TASK PROMPT ▸
For this task, copy the data that follows exactly, keeping every character.

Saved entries

****************************************

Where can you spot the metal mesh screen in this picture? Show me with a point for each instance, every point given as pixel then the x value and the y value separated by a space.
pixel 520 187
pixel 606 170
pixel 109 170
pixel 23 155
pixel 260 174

****************************************

FINISHED TASK ▸
Where can you spot the metal mesh screen in this picture? Show me with a point for each instance, every point given as pixel then the x value and the y value separated by a space.
pixel 520 187
pixel 606 170
pixel 109 170
pixel 23 155
pixel 260 174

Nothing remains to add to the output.